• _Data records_

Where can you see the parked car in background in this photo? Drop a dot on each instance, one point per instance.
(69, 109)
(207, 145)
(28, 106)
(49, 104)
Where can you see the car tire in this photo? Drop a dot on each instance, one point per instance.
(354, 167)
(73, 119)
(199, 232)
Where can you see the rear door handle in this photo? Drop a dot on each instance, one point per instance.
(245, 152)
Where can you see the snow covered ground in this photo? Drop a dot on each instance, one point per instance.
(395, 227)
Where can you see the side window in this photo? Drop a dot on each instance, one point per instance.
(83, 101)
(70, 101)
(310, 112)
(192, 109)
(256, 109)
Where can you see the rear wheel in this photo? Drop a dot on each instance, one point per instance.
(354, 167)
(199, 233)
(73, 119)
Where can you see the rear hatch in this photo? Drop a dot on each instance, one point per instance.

--

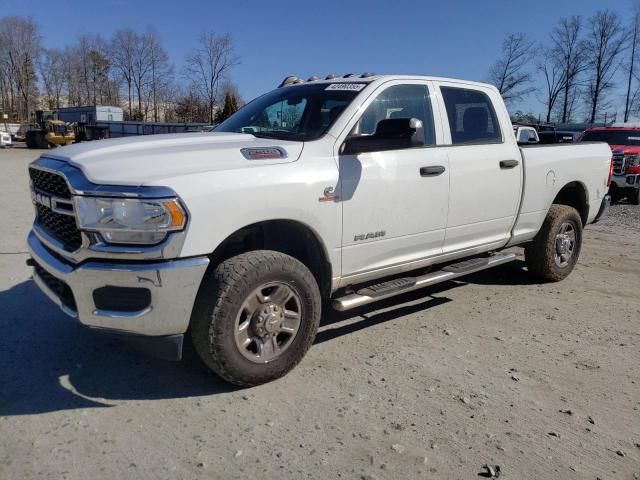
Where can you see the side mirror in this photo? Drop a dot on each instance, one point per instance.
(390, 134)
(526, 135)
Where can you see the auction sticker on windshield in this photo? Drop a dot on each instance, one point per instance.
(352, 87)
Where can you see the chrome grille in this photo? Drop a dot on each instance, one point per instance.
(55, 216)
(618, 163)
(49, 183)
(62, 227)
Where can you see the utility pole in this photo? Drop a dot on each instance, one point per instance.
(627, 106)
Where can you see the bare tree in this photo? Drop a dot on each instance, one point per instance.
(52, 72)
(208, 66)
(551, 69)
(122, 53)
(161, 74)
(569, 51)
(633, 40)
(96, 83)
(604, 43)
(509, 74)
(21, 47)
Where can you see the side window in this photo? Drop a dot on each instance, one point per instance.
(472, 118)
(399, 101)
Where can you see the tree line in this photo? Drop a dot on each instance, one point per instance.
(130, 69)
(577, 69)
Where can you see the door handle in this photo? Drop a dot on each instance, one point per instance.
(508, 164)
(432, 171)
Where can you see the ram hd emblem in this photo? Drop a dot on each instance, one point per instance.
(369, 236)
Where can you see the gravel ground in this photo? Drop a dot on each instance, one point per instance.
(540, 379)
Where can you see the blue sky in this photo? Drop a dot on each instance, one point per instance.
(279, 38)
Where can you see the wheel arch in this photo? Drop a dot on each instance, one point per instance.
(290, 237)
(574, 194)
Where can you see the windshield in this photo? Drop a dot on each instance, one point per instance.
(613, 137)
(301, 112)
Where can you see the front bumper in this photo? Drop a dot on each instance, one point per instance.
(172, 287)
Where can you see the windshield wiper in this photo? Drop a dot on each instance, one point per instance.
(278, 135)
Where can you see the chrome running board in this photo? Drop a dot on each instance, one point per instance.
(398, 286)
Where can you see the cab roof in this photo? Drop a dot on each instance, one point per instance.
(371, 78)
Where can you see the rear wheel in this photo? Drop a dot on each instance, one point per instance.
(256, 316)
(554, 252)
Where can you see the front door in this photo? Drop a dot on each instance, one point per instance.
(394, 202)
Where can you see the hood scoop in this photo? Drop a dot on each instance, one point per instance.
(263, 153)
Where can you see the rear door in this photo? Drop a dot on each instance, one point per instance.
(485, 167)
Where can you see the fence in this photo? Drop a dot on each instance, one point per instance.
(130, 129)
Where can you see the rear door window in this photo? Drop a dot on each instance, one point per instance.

• _WHAT IS BEING ASKED_
Of all the entries above, output exactly the lines between the one holding "Where can you see the chrome running" and the one holding "Where can you see the rear door window", inclusive.

• _ANSWER SPACE_
Where can you see the chrome running board in this photo? Drop a dot on each instance, one point per instance.
(398, 286)
Where can you see the cab roof in this photo? Drop a dot on each instance, one point per instance.
(371, 78)
Where can you see the rear wheel in this photo? Drop a dot on each instance, one point per instance.
(256, 316)
(554, 252)
Where can you see the front door in this photo? Drop a dot on each instance, one point per instance.
(394, 202)
Where can you see the hood scoop in this photo? Drop a dot on each instance, one point per instance.
(263, 153)
Where can you see the rear door in this photo? Drop a dot on each instance, one point per instance.
(485, 167)
Where can you see the fence in this photo? Drop a dot on each instance, one point per instance.
(130, 129)
Where can you see the rear door window in this photo? Drop a dot on each instance, one point per instance.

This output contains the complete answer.